### Direction 1
Summarize the claims on biased selection in two sentences.

### Excerpted text
* START *
The UE of claim 4, wherein when performing the biased selection, the processor, the memory, and/or the transceiver are configured to:

determine whether the first energy-quality plus an energy-quality-bias threshold is greater than the second energy-quality; and

select the first cell when it is determined that the first energy-quality plus the energy-quality-bias threshold is greater than the second energy-quality.
The UE of claim 9, wherein when performing the biased selection, the processor, the memory, and/or the transceiver are further configured to:

determine whether the first energy-quality is greater than a sufficient-energy-quality threshold when it is determined that the first energy-quality plus the energy-quality-bias threshold is not greater than the second energy-quality;

select the first cell when it is determined that the first energy-quality is greater than the sufficient-energy-quality threshold; and

select the second cell when it is determined that the first energy-quality is not greater than the sufficient-energy-quality threshold.
The UE of claim 9, wherein the energy-quality-bias threshold is set within the UE and/or configured by the network.
* END *
### Extracted material
* START *
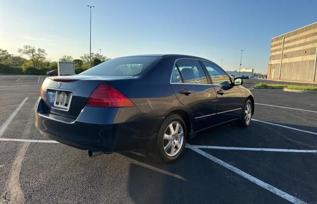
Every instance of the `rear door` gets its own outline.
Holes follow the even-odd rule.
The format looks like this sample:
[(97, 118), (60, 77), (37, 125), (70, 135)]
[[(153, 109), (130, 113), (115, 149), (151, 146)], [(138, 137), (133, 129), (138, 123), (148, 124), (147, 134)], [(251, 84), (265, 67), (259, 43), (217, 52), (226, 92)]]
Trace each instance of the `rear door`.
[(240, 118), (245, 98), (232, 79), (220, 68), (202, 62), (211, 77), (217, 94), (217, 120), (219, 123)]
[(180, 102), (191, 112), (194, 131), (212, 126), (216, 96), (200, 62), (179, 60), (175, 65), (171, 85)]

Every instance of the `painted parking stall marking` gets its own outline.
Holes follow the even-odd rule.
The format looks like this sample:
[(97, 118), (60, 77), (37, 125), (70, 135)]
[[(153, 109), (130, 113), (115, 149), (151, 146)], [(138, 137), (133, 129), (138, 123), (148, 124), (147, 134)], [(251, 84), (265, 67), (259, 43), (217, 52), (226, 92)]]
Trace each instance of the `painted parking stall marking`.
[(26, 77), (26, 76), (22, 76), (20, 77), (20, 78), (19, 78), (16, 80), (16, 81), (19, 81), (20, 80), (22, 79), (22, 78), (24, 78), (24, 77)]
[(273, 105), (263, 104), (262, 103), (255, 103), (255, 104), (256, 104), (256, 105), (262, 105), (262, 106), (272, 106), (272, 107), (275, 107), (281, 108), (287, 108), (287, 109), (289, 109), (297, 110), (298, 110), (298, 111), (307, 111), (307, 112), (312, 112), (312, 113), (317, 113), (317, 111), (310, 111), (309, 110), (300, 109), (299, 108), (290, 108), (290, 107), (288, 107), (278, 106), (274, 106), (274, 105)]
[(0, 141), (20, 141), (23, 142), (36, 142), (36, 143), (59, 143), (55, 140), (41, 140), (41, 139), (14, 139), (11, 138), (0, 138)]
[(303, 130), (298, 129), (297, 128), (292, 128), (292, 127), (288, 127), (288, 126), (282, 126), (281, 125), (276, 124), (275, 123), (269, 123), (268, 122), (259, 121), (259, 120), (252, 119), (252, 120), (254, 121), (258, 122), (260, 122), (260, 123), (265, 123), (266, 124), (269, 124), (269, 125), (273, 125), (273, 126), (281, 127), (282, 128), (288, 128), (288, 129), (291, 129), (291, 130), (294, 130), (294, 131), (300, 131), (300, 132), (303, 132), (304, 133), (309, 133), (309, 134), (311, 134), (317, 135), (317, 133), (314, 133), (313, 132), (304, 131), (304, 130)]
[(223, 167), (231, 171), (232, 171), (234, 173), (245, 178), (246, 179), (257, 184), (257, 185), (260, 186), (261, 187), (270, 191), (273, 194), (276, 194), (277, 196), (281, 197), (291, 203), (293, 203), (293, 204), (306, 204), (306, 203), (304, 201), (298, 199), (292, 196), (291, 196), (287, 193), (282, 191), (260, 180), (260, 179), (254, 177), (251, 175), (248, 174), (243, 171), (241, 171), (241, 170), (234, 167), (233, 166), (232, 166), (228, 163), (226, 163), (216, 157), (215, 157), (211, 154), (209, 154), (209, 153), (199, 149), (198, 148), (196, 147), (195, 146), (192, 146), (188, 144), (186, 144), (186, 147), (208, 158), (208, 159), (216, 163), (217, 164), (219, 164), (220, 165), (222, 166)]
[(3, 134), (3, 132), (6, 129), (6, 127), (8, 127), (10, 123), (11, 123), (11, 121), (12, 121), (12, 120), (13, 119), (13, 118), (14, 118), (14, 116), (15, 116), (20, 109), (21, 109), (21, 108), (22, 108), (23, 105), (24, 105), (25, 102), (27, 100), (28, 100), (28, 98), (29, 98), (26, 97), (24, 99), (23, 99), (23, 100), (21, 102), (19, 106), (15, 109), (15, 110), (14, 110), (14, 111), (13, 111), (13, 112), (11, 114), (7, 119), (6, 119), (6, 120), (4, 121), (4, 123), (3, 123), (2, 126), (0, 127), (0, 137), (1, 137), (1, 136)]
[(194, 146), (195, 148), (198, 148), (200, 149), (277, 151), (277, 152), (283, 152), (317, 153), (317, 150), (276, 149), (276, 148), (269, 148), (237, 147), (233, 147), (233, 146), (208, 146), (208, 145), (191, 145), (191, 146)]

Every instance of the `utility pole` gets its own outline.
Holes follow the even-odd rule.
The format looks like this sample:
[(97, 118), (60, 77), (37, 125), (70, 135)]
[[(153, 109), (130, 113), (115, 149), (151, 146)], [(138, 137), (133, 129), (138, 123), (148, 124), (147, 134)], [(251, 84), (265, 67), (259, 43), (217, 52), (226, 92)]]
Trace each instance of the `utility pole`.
* END *
### Direction 2
Reproduce the records verbatim from their beginning through the line containing "65), (171, 85)]", omitting the pictures.

### Answer 1
The claims describe a UE whose processor, memory, and/or transceiver perform a biased selection: the first cell is selected when its energy-quality plus an energy-quality-bias threshold is greater than the second energy-quality, and otherwise it is selected if its energy-quality is greater than a sufficient-energy-quality threshold, with the second cell selected if it is not. The energy-quality-bias threshold is set within the UE and/or configured by the network.

### Answer 2
Every instance of the `rear door` gets its own outline.
Holes follow the even-odd rule.
The format looks like this sample:
[(97, 118), (60, 77), (37, 125), (70, 135)]
[[(153, 109), (130, 113), (115, 149), (151, 146)], [(138, 137), (133, 129), (138, 123), (148, 124), (147, 134)], [(251, 84), (265, 67), (259, 43), (217, 52), (226, 92)]]
Trace each instance of the `rear door`.
[(240, 118), (245, 98), (232, 79), (220, 68), (202, 62), (211, 77), (217, 94), (217, 120), (219, 123)]
[(180, 102), (191, 112), (194, 131), (212, 126), (216, 96), (200, 62), (179, 60), (175, 65), (171, 85)]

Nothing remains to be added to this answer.